■ DIRECTIONS FOR THIS TASK ■
Copy out the material below, swapping every "Localize" for "Find" and changing nothing else. Leave out the pictures.

■ EXERCISE INPUT ■
++++++++++++++++++++

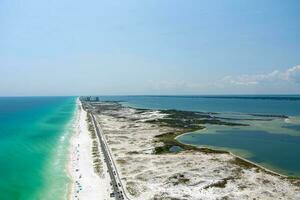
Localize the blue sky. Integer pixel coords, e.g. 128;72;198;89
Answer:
0;0;300;96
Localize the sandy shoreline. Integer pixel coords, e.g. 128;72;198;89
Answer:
67;100;110;200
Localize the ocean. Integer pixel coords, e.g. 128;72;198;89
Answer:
100;95;300;177
0;97;76;200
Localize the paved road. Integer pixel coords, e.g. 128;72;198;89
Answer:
91;114;125;200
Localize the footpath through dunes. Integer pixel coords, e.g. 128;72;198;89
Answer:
86;102;300;200
68;101;111;200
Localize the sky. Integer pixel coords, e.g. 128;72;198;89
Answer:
0;0;300;96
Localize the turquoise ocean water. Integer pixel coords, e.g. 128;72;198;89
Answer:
101;95;300;177
0;97;76;200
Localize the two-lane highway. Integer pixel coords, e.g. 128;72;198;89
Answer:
90;114;125;200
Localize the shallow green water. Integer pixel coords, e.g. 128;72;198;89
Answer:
0;97;75;200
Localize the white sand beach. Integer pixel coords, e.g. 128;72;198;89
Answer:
68;101;110;200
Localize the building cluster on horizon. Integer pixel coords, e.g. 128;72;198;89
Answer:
80;96;100;101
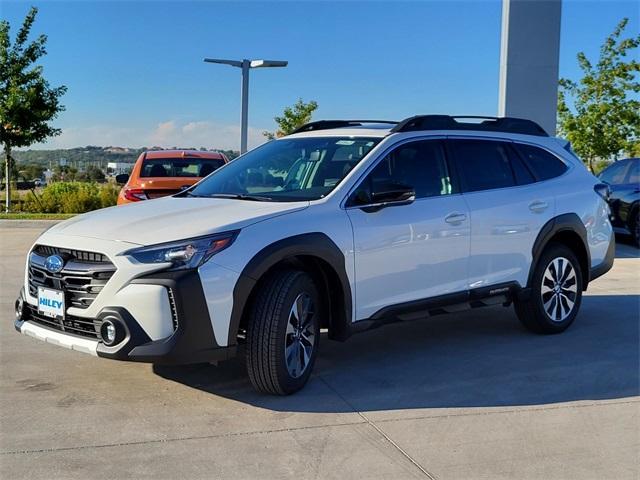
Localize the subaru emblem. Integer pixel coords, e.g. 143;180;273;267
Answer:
44;255;64;273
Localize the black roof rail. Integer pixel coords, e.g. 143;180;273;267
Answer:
290;120;398;135
391;115;549;137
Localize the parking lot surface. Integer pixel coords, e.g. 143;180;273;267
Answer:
0;221;640;480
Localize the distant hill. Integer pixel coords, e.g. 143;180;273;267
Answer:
12;145;239;170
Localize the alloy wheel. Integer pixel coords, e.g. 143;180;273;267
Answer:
540;257;578;322
284;292;316;378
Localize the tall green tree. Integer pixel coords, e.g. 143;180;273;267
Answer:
558;18;640;171
262;98;318;140
0;7;67;212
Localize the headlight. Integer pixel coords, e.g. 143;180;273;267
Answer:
123;231;238;270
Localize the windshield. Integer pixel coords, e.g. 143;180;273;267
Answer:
181;137;381;201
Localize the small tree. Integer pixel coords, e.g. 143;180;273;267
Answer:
0;7;67;212
262;98;318;140
558;18;640;172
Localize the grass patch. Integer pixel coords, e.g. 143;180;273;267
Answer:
0;212;76;220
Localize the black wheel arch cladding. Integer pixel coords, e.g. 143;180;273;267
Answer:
228;232;352;345
527;213;591;290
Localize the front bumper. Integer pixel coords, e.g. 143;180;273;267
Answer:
15;270;236;364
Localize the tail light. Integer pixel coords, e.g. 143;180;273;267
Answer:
593;183;611;202
124;188;148;202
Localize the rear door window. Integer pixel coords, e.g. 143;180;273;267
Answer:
448;139;516;192
514;143;567;182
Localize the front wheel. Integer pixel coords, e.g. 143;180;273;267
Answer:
515;244;582;333
246;270;321;395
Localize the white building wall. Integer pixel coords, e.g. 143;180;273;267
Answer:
498;0;562;135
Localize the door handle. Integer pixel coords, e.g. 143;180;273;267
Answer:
444;212;467;225
529;200;549;213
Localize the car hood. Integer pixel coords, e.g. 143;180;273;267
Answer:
47;197;309;245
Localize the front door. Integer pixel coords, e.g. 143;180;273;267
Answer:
347;140;470;320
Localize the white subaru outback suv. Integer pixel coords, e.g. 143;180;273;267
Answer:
15;115;614;394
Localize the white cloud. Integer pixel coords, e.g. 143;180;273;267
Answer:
35;120;266;150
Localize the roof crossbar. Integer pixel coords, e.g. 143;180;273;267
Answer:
391;115;549;137
291;120;398;134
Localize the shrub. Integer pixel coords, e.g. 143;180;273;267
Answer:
22;182;119;213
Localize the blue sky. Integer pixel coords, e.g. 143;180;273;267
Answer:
0;0;639;148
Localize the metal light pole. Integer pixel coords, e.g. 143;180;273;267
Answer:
204;58;289;154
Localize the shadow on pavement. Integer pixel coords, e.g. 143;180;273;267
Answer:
616;234;640;258
154;295;640;412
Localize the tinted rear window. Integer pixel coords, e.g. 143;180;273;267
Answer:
140;157;224;178
514;143;567;181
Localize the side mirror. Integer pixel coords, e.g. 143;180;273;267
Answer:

++++++++++++++++++++

■ FINAL RESULT ■
Find the blue sky. Integer pixel coords, e.g. 128;72;198;89
Answer:
0;0;300;96
Find the sandy shoreline. Integer pixel coords, e.g. 128;72;198;89
Answer:
67;100;110;200
Find the ocean. Integer pixel coords, e.g. 128;72;198;89
Answer:
100;95;300;177
0;97;76;200
Find the paved road. Integer pixel coords, e.g. 128;72;198;89
Answer:
91;114;125;200
Find the footpath through dunes. Integer pixel coords, e.g. 128;72;198;89
Answer:
86;102;300;200
68;101;111;200
Find the sky. Integer pixel coords, e.g. 128;72;198;89
Answer:
0;0;300;96
Find the turquoise ocean water. Integer pixel coords, e.g. 128;72;198;89
Answer:
101;95;300;177
0;97;76;200
Find the two-lane highway. Integer pixel coords, e.g. 128;72;198;89
Answer:
90;114;125;200
Find the shallow green water. Integer pixel coords, e.g. 128;72;198;89
Answer:
0;97;75;200
Find the white sand beach. Integer pixel coords, e.g. 128;72;198;89
Answer:
68;101;110;200
Find the building cluster on horizon. Integer pixel coords, e.g. 128;72;198;89
Answer:
80;96;100;101
Find the subaru emblem. Integer pixel coords, e.g. 143;180;273;267
Answer:
44;255;64;273
Find the black roof rail. Integer pixel coords, e.g. 143;180;273;267
Answer:
290;120;398;135
391;115;549;137
Find the parking lot surface. Integer pixel coords, e.g. 143;180;273;267
Answer:
0;221;640;480
Find the distant hill. Integer pixel coords, e.g. 143;180;273;267
Answer:
12;145;239;170
Find the alloy wheel. Integer pixel coords, e.g. 143;180;273;267
Answer:
540;257;578;322
284;292;316;378
Find the tall green tree. Integer pixel coords, e.g. 143;180;273;267
Answer:
558;18;640;171
262;98;318;140
0;7;67;212
Find the headlight. Integer pixel coords, e.g. 143;180;273;267
Answer:
123;231;238;270
Find the windshield. Integer pixel coords, e.g. 143;180;273;267
Answer:
181;137;381;201
Find the small tree. Integer pixel coords, e.g. 143;180;273;267
Answer:
0;7;67;212
262;98;318;140
558;18;640;172
Find the grass patch. Integer pixel coords, e.g. 143;180;273;267
Answer:
0;212;76;220
Find the black wheel arch cladding. Integer pixel coords, e.g. 143;180;273;267
Answer:
228;232;352;345
527;213;591;290
Find the front bumper. Integer pixel coords, e.g. 143;180;273;267
Answer:
15;270;236;364
Find the tail light. Integer pixel coords, e.g. 143;180;273;267
Answer:
593;183;611;202
124;188;148;202
Find the rear door window. Integer pixel coords, e.g. 143;180;273;267
Answer:
448;139;516;192
514;143;567;182
Find the front wheel. Integer pixel coords, e.g. 143;180;273;267
Answer:
515;244;582;333
246;270;321;395
Find the white building wall. Integer pixel coords, e.g. 143;180;273;267
Answer:
498;0;562;135
Find the door handle. Integer pixel coords, e.g. 143;180;273;267
Answer:
444;212;467;225
529;200;549;213
Find the car hood. Integer pixel coords, e.g. 143;180;273;267
Answer:
47;197;309;245
Find the front door. Integer pixel coords, e.g. 143;180;273;267
Answer:
347;140;470;320
Find the white subaru outback suv. Integer pixel coords, e.g. 143;180;273;267
Answer:
15;115;614;394
Find the white cloud. Integer pixel coords, e.g. 143;180;273;267
Answer:
35;120;266;150
Find the roof crossbar. Integer pixel coords, e.g. 143;180;273;267
Answer:
391;115;549;137
291;120;398;134
Find the shrub. Integer pixel coords, e.g. 143;180;273;267
Answer:
22;182;119;213
Find the blue sky. Integer pixel coords, e.g. 143;180;273;267
Answer:
0;0;639;148
Find the metal light pole. Integer pixel coords, e.g. 143;180;273;267
Answer:
204;58;289;154
Find the shadow on pavement. Integer pixel coords, e.g. 143;180;273;267
Answer:
616;234;640;258
154;295;640;412
Find the tinted rear window. Integer pixel coords, e.g. 143;180;273;267
Answer:
140;157;224;178
514;143;567;181
Find the side mirror. Integer pixel coords, e.g. 143;180;273;267
Answer:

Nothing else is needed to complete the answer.